→ Reading text
•••
Studio album by Omni Trio
- Released: August 12, 1996
- Length: 53:05 72:30 (CD editions)
- Label: Moving Shadow
- Producer: Robert Haigh

Omni Trio chronology
| The Deepest Cut Vol 1 (1995) | The Haunted Science (1996) | Skeleton Keys (1997) |

American cover
- Artwork for the American edition of the album

= The Haunted Science =

The Haunted Science is the second album released by Omni Trio, the drum and bass moniker of English producer Robert Haigh. Similar to its predecessor The Deepest Cut, the album was first issued through the label Moving Shadow in the UK, then released in the US through Sm:)e Communications with new artwork, and then issued through Avex Trax in Japan with a bonus mini CD that contains four bonus tracks and new art. The Moving Shadow double LP lacks the alternative mixes of "Trippin' On Broken Beats", "Nu Birth Of Cool", and "Who Are You?" Those three tracks were also previously released as 12" singles.

The booking agency Haunted Science took their name from this album.
•••
→ Given data
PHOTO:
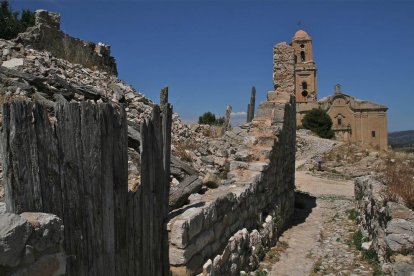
•••
→ Written instruction 1
Answer these questions using the album text.
(a) On what date was the album released?
(b) Through which label was the album issued in Japan?
(c) What took its name from this album?
→ Written instruction 2
Write out the album text from "The Haunted Science is" to "from this album.", inclusive.

→ Exercise solution 1
(a) August 12, 1996
(b) Avex Trax
(c) The booking agency Haunted Science

→ Exercise solution 2
The Haunted Science is the second album released by Omni Trio, the drum and bass moniker of English producer Robert Haigh. Similar to its predecessor The Deepest Cut, the album was first issued through the label Moving Shadow in the UK, then released in the US through Sm:)e Communications with new artwork, and then issued through Avex Trax in Japan with a bonus mini CD that contains four bonus tracks and new art. The Moving Shadow double LP lacks the alternative mixes of "Trippin' On Broken Beats", "Nu Birth Of Cool", and "Who Are You?" Those three tracks were also previously released as 12" singles.

The booking agency Haunted Science took their name from this album.